Short exercise | In the sunroom post below, what temperature had the concrete heated up to by the time the writer got home in the afternoon?

Text section |

◇ ◇ ◇ ◇ ◇

Since we just poured a step outside yesterday, the east door was removed all day today. It was real windy. When I got home this afternoon, with a strong wind and temps in the mid 50s, the room was 96 and breezy. The concrete had heated up to 69. This evening I went out and checked and the room was now 68, and the concrete was 68. 

I am gathering the parts for the fan project like Gary talks about. Due to the layout of the house just inside the wall, we need to run the air down a duct to the back of the house. If we blow it right through the wall, most of it will go straight upstairs, which is already the warmest place. I can gather hot air from the sunroom ceiling then duct it down between studs to the crawlspace, then back to the back bedrooms. I had not thought of a return duct but that is a very good idea. 

No woodstove in this house. We've cut enough in the past and insurance was happy to not see one and we got just a bit lazy, maybe. 

Barrels of water will be easy to do.

So will curtains. I see Farmtek sells several types of curtain material for this use. I did a thread on floor coverings earlier and we have almost decided to go with cheap tiles, probably dark red. The concrete has to cure a while longer before we tile. 

Overheating was not a problem this summer. Due to dumb luck when we built it, there is just enough eave to shade the glass in summer, and as soon as the weather in the fall cools and the sun drops lower, the sun comes in and starts heating. We can also replace the doors now with screen doors all summer.

◇ ◇ ◇ ◇ ◇

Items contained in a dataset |
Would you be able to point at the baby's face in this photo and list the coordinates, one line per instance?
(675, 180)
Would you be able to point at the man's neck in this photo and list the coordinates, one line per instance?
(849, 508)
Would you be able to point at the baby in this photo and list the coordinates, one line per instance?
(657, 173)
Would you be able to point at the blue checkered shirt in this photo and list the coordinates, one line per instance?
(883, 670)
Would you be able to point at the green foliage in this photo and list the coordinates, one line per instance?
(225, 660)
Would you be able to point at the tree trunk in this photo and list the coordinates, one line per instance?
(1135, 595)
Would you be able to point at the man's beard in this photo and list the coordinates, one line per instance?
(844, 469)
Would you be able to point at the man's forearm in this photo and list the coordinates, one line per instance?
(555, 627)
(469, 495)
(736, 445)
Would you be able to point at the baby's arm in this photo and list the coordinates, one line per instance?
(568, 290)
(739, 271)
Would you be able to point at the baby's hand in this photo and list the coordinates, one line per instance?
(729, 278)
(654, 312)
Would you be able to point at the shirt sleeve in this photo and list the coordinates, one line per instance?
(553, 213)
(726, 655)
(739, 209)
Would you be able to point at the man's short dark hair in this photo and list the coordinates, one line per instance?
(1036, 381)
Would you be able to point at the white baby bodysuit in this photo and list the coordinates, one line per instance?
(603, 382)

◇ ◇ ◇ ◇ ◇

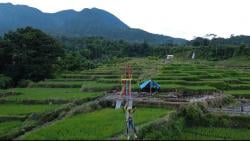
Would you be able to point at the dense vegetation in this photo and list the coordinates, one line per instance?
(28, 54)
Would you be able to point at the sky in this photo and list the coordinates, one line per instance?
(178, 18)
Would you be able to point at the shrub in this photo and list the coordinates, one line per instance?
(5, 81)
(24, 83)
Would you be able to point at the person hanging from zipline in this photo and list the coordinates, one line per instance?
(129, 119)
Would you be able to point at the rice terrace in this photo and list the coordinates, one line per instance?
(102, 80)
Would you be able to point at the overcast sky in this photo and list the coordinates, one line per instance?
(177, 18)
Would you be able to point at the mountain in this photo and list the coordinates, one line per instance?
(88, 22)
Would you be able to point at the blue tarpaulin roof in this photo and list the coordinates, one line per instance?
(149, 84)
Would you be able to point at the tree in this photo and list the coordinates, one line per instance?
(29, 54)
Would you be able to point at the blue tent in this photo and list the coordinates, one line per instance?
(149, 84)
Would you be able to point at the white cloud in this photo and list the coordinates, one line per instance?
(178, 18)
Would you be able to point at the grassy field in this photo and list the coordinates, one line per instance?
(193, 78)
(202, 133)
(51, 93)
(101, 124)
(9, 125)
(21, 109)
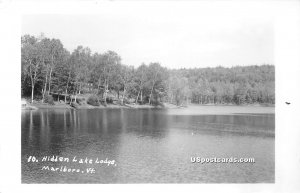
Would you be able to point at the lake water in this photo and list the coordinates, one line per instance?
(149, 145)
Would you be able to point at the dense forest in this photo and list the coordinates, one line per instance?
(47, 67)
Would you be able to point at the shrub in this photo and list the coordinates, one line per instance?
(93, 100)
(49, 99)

◇ ◇ ◇ ◇ ◇

Written answer | 69